◆ Given passage:
◇ ◇ ◇
Despite the relatively short observation period, these findings add to the on-going debate on the relation between relapses and disability in MS. Relapses and disability progression are two important clinical characteristics of MS. Relapses are the clinical expression of inflammatory insults localized at different parts of the central nervous system, whereas disability progression is the phenotypic expression of ongoing demyelination, axonal loss and gliosis [
21]. In an earlier study of 1844 patients who had MS for 11 ± 10 years, it was found that once a certain clinical threshold is reached (namely, 4 on the EDSS), the progression of disability is not further affected by relapses. This, according to the authors, suggests that there is a dissociation between the pathophysiological mechanisms underpinning relapses and disability progression [
21]. A more recent observational study of 162 MS patients treated with interferon beta for at least 2 years, found that compared to patients with no relapses in the first 2 years, those with 1 or ≥ 2 relapses were more likely to exhibit early sustained disability progression (Hazard Ratio for 1 relapse: 3.4,
p = 0.05; Hazard Ratio for ≥2 relapses: 4.3,
p < 0.001). However, there was no statistically significant difference between patients that had 1 or ≥ 2 relapses [
22]. Finally, a real world evidence study comparing alemtuzumab, interferon beta, fingolimod, or natalizumab in terms of relapses and disability progression showed that despite the fact that alemtuzumab was associated with a lower ARR than Rebif® (0.19 [95% CI 0.14–0.23] vs 0.53 [0.46–0.61],
p < 0.0001), it was associated with similar probabilities of both disability accumulation (hazard ratio 0.66 [95% CI 0.36–1.22],
p = 0.37) and disability improvement as Rebif® (0.98 [0.65–1.49],
p = 0.93) at 5 years [
23]. Our results favor those studies that support a dissociation between relapses and disability progression, calling for more research on the pathophysiological mechanisms underpinning this phenomenon and on the appropriate treatment strategies.
◇ ◇ ◇
◆ Data excerpts:
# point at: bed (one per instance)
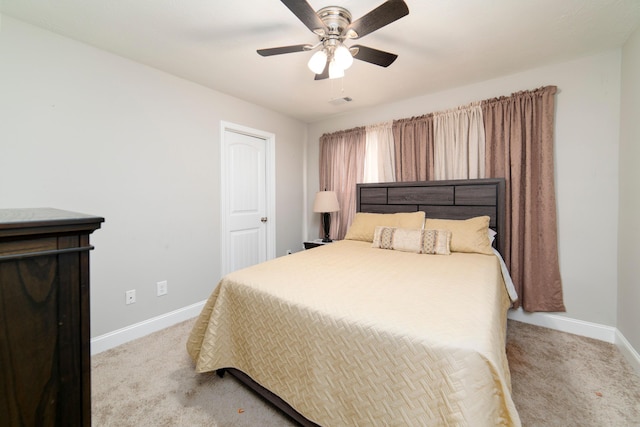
(349, 334)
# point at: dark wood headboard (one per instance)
(454, 199)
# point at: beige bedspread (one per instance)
(349, 335)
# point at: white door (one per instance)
(247, 198)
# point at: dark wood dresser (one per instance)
(45, 360)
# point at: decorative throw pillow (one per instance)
(469, 235)
(413, 240)
(364, 224)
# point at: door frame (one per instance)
(270, 187)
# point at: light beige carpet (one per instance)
(558, 379)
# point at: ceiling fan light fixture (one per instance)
(335, 70)
(318, 61)
(342, 57)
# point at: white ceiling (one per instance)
(440, 44)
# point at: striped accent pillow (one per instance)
(412, 240)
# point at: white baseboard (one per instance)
(566, 324)
(628, 351)
(580, 327)
(120, 336)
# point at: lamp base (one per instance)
(326, 223)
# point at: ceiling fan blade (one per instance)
(385, 14)
(307, 15)
(285, 49)
(374, 56)
(324, 74)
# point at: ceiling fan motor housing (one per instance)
(336, 19)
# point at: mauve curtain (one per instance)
(413, 140)
(519, 146)
(341, 168)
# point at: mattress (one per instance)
(349, 335)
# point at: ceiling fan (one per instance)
(333, 25)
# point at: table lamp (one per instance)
(325, 203)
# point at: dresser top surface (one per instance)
(43, 217)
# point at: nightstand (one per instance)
(314, 243)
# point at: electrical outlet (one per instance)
(130, 296)
(161, 288)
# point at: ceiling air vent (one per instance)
(340, 101)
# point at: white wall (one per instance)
(84, 130)
(587, 136)
(629, 228)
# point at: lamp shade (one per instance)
(326, 201)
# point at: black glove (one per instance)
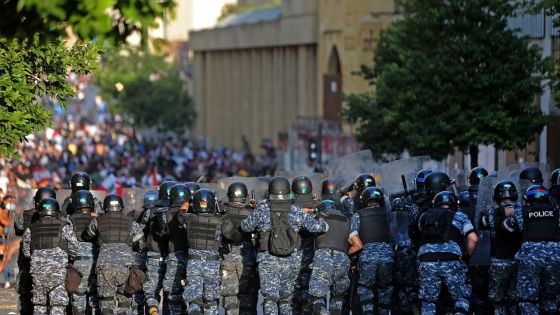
(140, 245)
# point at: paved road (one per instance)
(8, 301)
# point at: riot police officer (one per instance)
(157, 244)
(50, 242)
(555, 187)
(278, 222)
(116, 233)
(503, 247)
(240, 280)
(331, 263)
(538, 278)
(351, 200)
(206, 228)
(375, 261)
(533, 175)
(21, 224)
(83, 205)
(442, 231)
(302, 190)
(176, 260)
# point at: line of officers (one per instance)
(297, 251)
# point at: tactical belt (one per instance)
(438, 257)
(197, 257)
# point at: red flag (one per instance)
(154, 176)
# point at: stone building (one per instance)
(265, 73)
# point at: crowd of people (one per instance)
(349, 249)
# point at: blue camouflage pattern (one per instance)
(48, 273)
(175, 271)
(278, 274)
(375, 266)
(538, 277)
(202, 290)
(454, 275)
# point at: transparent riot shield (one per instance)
(254, 185)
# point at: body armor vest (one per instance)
(541, 224)
(504, 244)
(80, 221)
(236, 215)
(46, 233)
(337, 236)
(177, 231)
(374, 226)
(436, 226)
(204, 231)
(114, 228)
(28, 217)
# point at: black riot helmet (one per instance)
(164, 190)
(48, 207)
(504, 190)
(179, 195)
(279, 188)
(301, 185)
(436, 182)
(326, 206)
(445, 198)
(372, 193)
(113, 203)
(237, 191)
(532, 174)
(43, 193)
(363, 181)
(150, 199)
(420, 178)
(327, 187)
(204, 201)
(80, 181)
(555, 179)
(476, 174)
(82, 199)
(536, 194)
(192, 186)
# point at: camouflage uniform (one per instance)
(176, 260)
(278, 274)
(503, 267)
(375, 265)
(155, 262)
(113, 265)
(239, 287)
(539, 263)
(330, 274)
(24, 280)
(85, 264)
(48, 272)
(451, 270)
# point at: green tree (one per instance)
(35, 56)
(451, 76)
(146, 88)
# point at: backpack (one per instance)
(436, 226)
(283, 240)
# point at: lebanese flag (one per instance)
(42, 176)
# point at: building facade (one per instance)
(267, 73)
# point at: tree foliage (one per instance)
(147, 88)
(450, 76)
(31, 72)
(35, 57)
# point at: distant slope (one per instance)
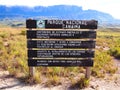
◇ ◇ ◇
◆ What to work on:
**1.** In the passage on MS relapses and disability, what EDSS score did the earlier study of 1844 patients identify as the threshold beyond which relapses no longer affect disability progression?
**2.** Please list every treatment that the passage on MS relapses and disability says the real world evidence study compared.
**3.** Write the next part of the passage on MS relapses and disability, starting after its final sentence.
The records have nothing to do with the passage on MS relapses and disability.

◆ Results:
**1.** 4 on the EDSS

**2.** Alemtuzumab, interferon beta, fingolimod, natalizumab

**3.**
A limitation of our study is its relatively small size. However, it is the only study that we are aware of, in which seasonal adherence to interferon treatment for MS is evaluated by means of an autoinjector, rather than by patient-administered questionnaires. This increases the objectivity of the measurements. Furthermore, the sample size for this study was calculated based on the primary endpoint, namely 12-month adherence, due to the lack of published data regarding the seasonal and monthly adherence. As, according to our findings, 12-month, seasonal and monthly adherence are similar and have higher mean values and lower standard deviations than what was assumed during sample size calculations, the recruited number of patients was adequate to also estimate seasonal and monthly adherence.
The very high adherence rate that we have observed could have been confounded by factors such as higher educational level, occupation or willingness to participate in a clinical study. While the latter is a common factor in all studies, our sample was balanced in terms of educational level (high school – university), social status (married or not) and occupation (public/private sector). Furthermore, we did not observe any discrepancies in the adherence rates, which was high in all these subgroups.
While the observational design of the study and its 12-month duration are suitable for evaluating adherence (primary endpoint), they are less relevant to the efficacy measurements (relapse rate and disability progression), which were however secondary endpoints and should be interpreted with caution. Nevertheless, the results that we have obtained on relapse rate are consistent with those published in the literature, while our finding that pre- and post-treatment relapses are not related to disability progression or improvement at 12-months adds to the on-going discussion on the matter.